--- Dataset records ---

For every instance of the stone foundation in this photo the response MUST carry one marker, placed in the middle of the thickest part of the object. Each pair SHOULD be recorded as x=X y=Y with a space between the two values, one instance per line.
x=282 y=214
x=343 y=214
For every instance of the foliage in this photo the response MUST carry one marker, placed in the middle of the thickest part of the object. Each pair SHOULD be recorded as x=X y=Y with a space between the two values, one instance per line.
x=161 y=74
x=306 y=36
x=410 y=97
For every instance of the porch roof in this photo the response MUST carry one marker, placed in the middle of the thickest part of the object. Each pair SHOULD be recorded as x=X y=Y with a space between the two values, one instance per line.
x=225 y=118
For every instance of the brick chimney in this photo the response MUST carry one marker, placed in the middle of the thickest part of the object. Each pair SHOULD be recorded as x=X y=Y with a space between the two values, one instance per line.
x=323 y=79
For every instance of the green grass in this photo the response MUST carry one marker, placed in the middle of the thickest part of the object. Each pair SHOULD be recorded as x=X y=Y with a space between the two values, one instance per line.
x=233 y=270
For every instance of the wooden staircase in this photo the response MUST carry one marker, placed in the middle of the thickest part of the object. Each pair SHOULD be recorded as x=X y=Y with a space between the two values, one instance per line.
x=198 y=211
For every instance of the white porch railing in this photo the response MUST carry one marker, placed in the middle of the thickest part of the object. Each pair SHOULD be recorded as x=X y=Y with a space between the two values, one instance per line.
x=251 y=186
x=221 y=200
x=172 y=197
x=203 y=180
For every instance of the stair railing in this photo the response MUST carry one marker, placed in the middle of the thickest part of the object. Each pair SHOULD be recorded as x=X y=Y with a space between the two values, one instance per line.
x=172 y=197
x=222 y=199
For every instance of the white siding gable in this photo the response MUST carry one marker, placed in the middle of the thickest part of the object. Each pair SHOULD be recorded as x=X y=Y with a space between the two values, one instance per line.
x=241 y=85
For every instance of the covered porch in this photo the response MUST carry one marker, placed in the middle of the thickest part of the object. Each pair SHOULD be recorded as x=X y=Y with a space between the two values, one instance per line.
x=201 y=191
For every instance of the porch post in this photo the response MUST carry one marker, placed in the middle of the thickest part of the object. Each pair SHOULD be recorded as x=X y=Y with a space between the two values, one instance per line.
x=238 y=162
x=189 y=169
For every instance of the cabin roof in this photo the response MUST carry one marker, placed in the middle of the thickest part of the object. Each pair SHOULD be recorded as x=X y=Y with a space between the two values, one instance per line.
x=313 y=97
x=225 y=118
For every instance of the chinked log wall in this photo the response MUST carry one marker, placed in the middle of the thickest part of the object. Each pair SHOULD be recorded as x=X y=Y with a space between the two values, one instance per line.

---

__Task__: Copy out the rows between the line holding "For every instance of the porch roof" and the line holding "x=233 y=270", inclusive, keeping every character unchanged.

__Solution to this problem__:
For every instance of the porch roof in this photo the response MUST carry one marker, placed in the middle of the thickest part of the object. Each pair SHOULD be recorded as x=X y=Y with a space between the two values, one instance per line.
x=225 y=118
For every instance of the brick chimney in this photo the response MUST carry one marker, placed in the middle of the thickest part of the object. Each pair SHOULD be recorded as x=X y=Y with a space between the two values, one instance per line.
x=323 y=79
For every instance of the green grass in this photo the response MUST carry one marker, placed in the middle of the thickest part of the object. Each pair SHOULD be recorded as x=X y=Y with a space between the two values, one instance per line.
x=233 y=270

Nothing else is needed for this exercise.